------ PROVIDED DATA

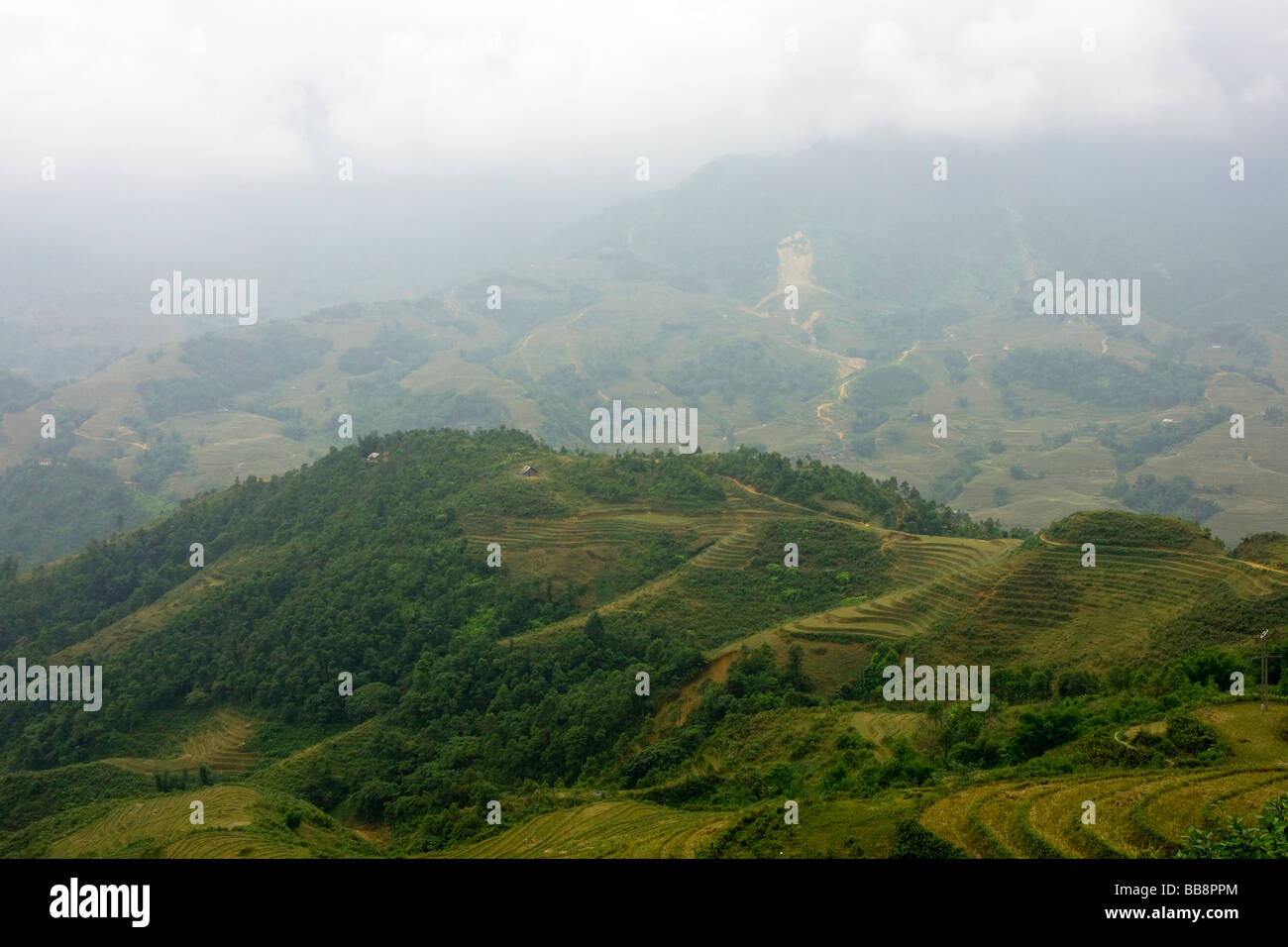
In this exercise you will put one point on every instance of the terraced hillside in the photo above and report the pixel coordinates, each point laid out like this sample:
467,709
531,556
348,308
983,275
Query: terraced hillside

------------

• _EXERCISE INSTRUCTIONS_:
Please copy the records above word for word, leaving out the pictures.

• _COMPLETED TASK_:
In this exercise you will put one point on every instance of the terraced hillside in the photo above and report the pixel coordinates, each point laid out like this sample:
467,709
531,556
348,308
983,275
Query: terraced hillside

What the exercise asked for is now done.